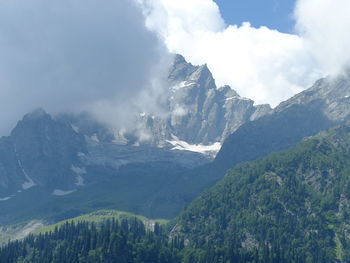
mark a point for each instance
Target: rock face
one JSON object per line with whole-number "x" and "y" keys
{"x": 200, "y": 113}
{"x": 39, "y": 151}
{"x": 325, "y": 104}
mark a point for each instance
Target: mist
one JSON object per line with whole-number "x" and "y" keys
{"x": 325, "y": 26}
{"x": 77, "y": 55}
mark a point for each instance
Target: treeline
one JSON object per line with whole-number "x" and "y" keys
{"x": 127, "y": 241}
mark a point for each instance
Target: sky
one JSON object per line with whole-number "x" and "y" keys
{"x": 109, "y": 58}
{"x": 274, "y": 14}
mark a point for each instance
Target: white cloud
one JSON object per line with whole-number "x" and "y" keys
{"x": 75, "y": 55}
{"x": 259, "y": 63}
{"x": 325, "y": 25}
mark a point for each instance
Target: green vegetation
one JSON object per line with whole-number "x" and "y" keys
{"x": 288, "y": 207}
{"x": 103, "y": 215}
{"x": 296, "y": 202}
{"x": 125, "y": 241}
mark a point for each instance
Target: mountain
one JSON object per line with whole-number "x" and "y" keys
{"x": 290, "y": 207}
{"x": 295, "y": 202}
{"x": 201, "y": 112}
{"x": 39, "y": 152}
{"x": 196, "y": 114}
{"x": 324, "y": 105}
{"x": 72, "y": 164}
{"x": 50, "y": 171}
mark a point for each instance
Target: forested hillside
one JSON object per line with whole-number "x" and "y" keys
{"x": 292, "y": 206}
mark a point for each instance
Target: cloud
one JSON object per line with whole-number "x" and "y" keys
{"x": 325, "y": 26}
{"x": 75, "y": 55}
{"x": 259, "y": 63}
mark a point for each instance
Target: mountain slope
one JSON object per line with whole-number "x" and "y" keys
{"x": 297, "y": 201}
{"x": 325, "y": 104}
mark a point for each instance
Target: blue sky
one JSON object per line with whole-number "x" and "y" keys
{"x": 275, "y": 14}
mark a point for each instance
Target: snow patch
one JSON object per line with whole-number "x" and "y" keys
{"x": 59, "y": 192}
{"x": 212, "y": 149}
{"x": 182, "y": 85}
{"x": 30, "y": 183}
{"x": 179, "y": 111}
{"x": 79, "y": 172}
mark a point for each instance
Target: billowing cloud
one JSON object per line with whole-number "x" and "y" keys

•••••

*DO THIS*.
Pictures are not part of the copy; reproduce everything else in the records exactly.

*EXPECTED ANSWER*.
mark a point for each instance
Target: rock face
one JSON object per line with whole-number "x" and "y" keys
{"x": 200, "y": 113}
{"x": 39, "y": 151}
{"x": 325, "y": 104}
mark a point for each instance
Target: mist
one JSON object per line with whole-number "x" and "y" keys
{"x": 325, "y": 26}
{"x": 77, "y": 55}
mark a point for each instance
Target: treeline
one JSON object per line with whole-number "x" and "y" keys
{"x": 127, "y": 241}
mark a point for each instance
Target: sky
one JSON object per line with whole-number "x" and "y" keys
{"x": 109, "y": 58}
{"x": 274, "y": 14}
mark a point for each instance
Target: white cloud
one JSON object per line with whole-number "x" and "y" keys
{"x": 75, "y": 55}
{"x": 259, "y": 63}
{"x": 325, "y": 25}
mark a point for each instance
Target: green vegetation
one JSON object per line with whole-number "x" and "y" keys
{"x": 288, "y": 207}
{"x": 103, "y": 215}
{"x": 296, "y": 202}
{"x": 125, "y": 241}
mark a point for each instance
Target: mountain
one JSON object per line with whole-number "x" and "y" keys
{"x": 290, "y": 207}
{"x": 295, "y": 202}
{"x": 201, "y": 112}
{"x": 39, "y": 152}
{"x": 196, "y": 114}
{"x": 324, "y": 105}
{"x": 72, "y": 164}
{"x": 50, "y": 171}
mark a point for each instance
Target: forested hillside
one JSON object per line with whole-number "x" and "y" keys
{"x": 292, "y": 206}
mark a point for each instance
Target: cloud
one JSON object per line with whole-number "x" and "y" keys
{"x": 325, "y": 26}
{"x": 75, "y": 55}
{"x": 259, "y": 63}
mark a point for each instance
Target: mountain slope
one JSON object per line with whole-number "x" and "y" keys
{"x": 297, "y": 201}
{"x": 325, "y": 104}
mark a point for each instance
Target: blue sky
one JSON object per line with whole-number "x" and "y" keys
{"x": 275, "y": 14}
mark a point for each instance
Target: snow patch
one JSON object per line with whole-number "x" and "y" keys
{"x": 59, "y": 192}
{"x": 212, "y": 149}
{"x": 182, "y": 85}
{"x": 30, "y": 183}
{"x": 179, "y": 111}
{"x": 79, "y": 172}
mark a point for each instance
Target: billowing cloud
one JSON object per line with whole-number "x" and "y" keys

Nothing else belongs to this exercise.